The exercise -
Return every line of the entries below verbatim, omitting any images from your output.

======== Source data ========

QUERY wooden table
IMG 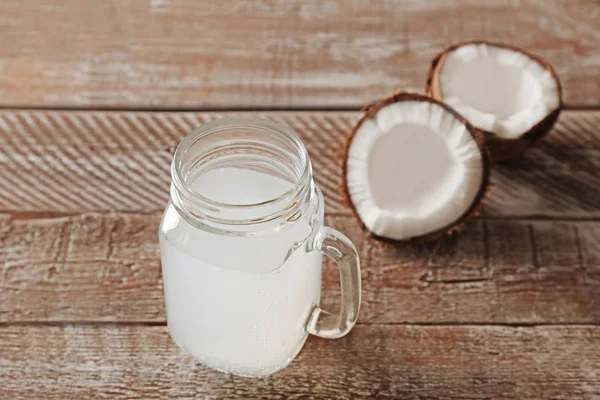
[0,0,600,399]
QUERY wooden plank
[0,326,600,400]
[0,0,600,108]
[0,213,600,324]
[0,110,600,218]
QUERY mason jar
[159,118,360,377]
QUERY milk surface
[160,168,322,376]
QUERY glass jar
[159,118,360,376]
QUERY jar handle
[306,227,361,339]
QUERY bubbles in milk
[160,168,322,376]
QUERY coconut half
[344,93,490,240]
[427,42,562,162]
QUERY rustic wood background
[0,0,600,399]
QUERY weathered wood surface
[0,326,600,400]
[0,0,600,108]
[0,110,600,219]
[0,213,600,324]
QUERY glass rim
[171,116,312,225]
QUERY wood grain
[0,110,600,219]
[0,326,600,400]
[0,213,600,324]
[0,0,600,108]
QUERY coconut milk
[160,168,322,376]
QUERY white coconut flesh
[439,44,559,139]
[346,100,484,240]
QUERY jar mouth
[171,117,314,231]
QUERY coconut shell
[426,40,563,164]
[342,92,492,242]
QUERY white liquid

========

Finished task -
QUERY wooden table
IMG 
[0,0,600,399]
QUERY wooden plank
[0,326,600,400]
[0,0,600,108]
[0,213,600,324]
[0,110,600,218]
QUERY mason jar
[159,118,360,377]
QUERY milk surface
[160,168,322,376]
QUERY glass jar
[159,118,360,376]
QUERY jar handle
[306,227,361,339]
QUERY bubbles in milk
[160,168,322,376]
QUERY coconut half
[344,93,490,240]
[427,42,562,162]
QUERY rustic wood background
[0,0,600,399]
QUERY weathered wood surface
[0,326,600,400]
[0,0,600,108]
[0,110,600,219]
[0,213,600,324]
QUERY glass rim
[171,116,312,225]
QUERY wood grain
[0,110,600,219]
[0,326,600,400]
[0,213,600,324]
[0,0,600,108]
QUERY coconut milk
[160,168,322,376]
QUERY white coconut flesh
[439,44,559,139]
[346,100,484,240]
QUERY jar mouth
[171,117,314,231]
QUERY coconut shell
[426,40,563,164]
[342,92,492,242]
QUERY white liquid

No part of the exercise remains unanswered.